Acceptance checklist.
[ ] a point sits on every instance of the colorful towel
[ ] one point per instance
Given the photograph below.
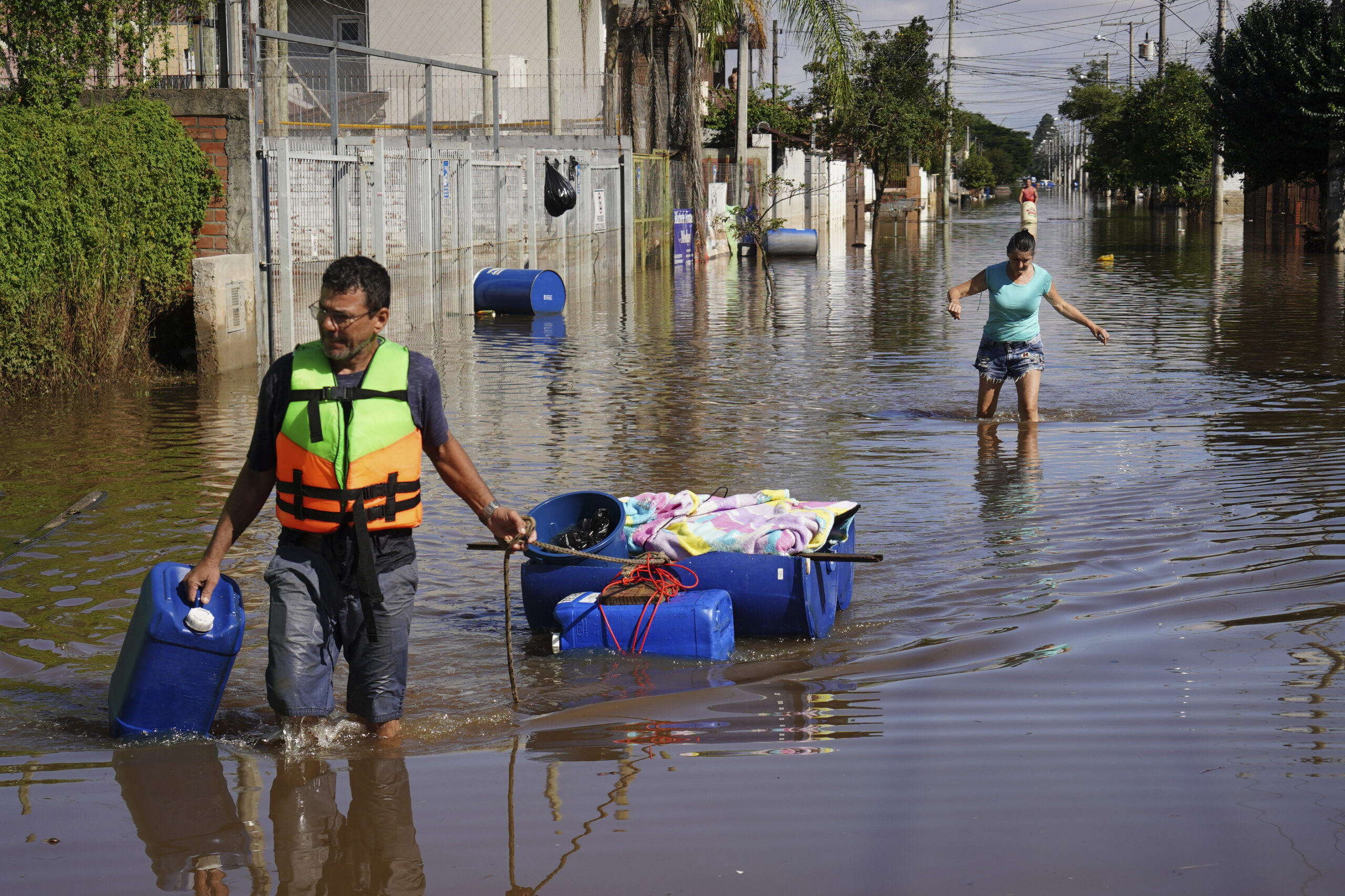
(765, 523)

————————

▸ **Action item**: Please copy the lines above, starting at the one that holds "[ ] a point" and stopping after the last line, exactly as they appear and minus the pictures.

▸ **Solution for this exercise**:
[ ] a point sits on every instance of the colorful towel
[ ] one point per instance
Given the photograph below.
(765, 523)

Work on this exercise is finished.